Write each of the items below as a row in a two-column CSV with the header columns "prompt" and "polygons". Put an item's text and its answer each in one quoted field, and turn any line breaks into spaces.

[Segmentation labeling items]
------------------------------------

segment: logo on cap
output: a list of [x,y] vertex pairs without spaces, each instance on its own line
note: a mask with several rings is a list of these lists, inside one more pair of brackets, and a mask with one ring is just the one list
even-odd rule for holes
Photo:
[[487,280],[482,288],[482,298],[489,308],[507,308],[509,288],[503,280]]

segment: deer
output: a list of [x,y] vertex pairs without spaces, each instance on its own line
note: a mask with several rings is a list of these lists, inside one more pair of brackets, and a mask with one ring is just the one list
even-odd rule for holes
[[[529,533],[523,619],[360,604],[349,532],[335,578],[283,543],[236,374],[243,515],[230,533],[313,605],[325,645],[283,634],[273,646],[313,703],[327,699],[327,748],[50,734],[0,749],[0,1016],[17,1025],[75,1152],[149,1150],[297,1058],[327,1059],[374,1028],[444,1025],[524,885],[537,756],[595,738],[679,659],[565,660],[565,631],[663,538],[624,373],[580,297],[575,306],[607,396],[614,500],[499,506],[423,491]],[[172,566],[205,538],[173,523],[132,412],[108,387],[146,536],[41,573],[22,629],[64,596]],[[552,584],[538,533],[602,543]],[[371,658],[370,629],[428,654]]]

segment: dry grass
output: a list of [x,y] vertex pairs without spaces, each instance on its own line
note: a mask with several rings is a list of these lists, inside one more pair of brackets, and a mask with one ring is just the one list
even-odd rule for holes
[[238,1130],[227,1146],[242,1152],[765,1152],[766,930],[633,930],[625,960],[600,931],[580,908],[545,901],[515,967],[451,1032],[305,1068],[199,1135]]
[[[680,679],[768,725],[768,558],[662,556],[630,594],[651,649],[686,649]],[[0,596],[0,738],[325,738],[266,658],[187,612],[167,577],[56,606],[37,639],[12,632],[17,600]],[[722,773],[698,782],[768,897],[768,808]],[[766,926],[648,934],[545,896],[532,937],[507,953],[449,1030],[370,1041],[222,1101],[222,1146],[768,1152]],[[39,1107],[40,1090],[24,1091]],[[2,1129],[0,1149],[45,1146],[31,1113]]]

------------------------------------

▸ Solution to this exercise:
prompt,polygons
"segment: logo on cap output: a list of [x,y] vertex pairs without spaces, each instance on its own line note: a mask with several rings is a list of these lists, inside one more pair of brackets, and a mask with one ring is just the one list even-odd rule for holes Photo:","[[487,280],[482,288],[482,298],[489,308],[507,308],[509,288],[503,280]]"
"segment: deer output: a list of [x,y] vertex pairs without spaces, each instance on its own line note: a mask with several rings is a list of these lists, inside one more pair of brackets, and a mask with one ring is just the one list even-odd rule for holes","[[[529,533],[523,619],[360,604],[349,532],[335,578],[283,543],[236,374],[243,515],[230,533],[313,605],[325,645],[283,634],[273,646],[313,703],[327,699],[327,748],[50,734],[0,749],[0,1016],[17,1025],[75,1152],[149,1150],[297,1058],[327,1059],[374,1028],[444,1025],[524,885],[537,756],[595,738],[679,659],[565,660],[565,631],[663,538],[624,373],[580,297],[575,306],[607,396],[614,500],[499,506],[423,491]],[[172,566],[205,538],[173,523],[132,412],[108,387],[146,536],[41,573],[22,629],[64,596]],[[552,584],[538,533],[602,543]],[[371,658],[370,629],[428,654]]]"
"segment: dry grass output: a list of [x,y] vertex pairs without spaces, each instance on its own line note: a mask with several rings is a list of these lists, inside one more pair of brackets, and a mask with one ring is just the one list even-odd rule for holes","[[238,1130],[227,1146],[242,1152],[765,1152],[766,930],[633,930],[625,960],[600,931],[580,908],[545,901],[515,967],[451,1032],[305,1068],[199,1135]] [[[680,679],[768,725],[768,558],[662,556],[630,594],[651,649],[686,649]],[[0,596],[0,738],[325,738],[266,658],[187,612],[167,577],[56,606],[37,639],[12,632],[17,600]],[[722,773],[698,782],[768,897],[768,808]],[[766,926],[648,934],[545,896],[532,937],[507,953],[449,1030],[370,1041],[222,1101],[222,1146],[768,1152]],[[39,1107],[40,1090],[24,1091]],[[2,1129],[0,1149],[45,1146],[31,1113]]]"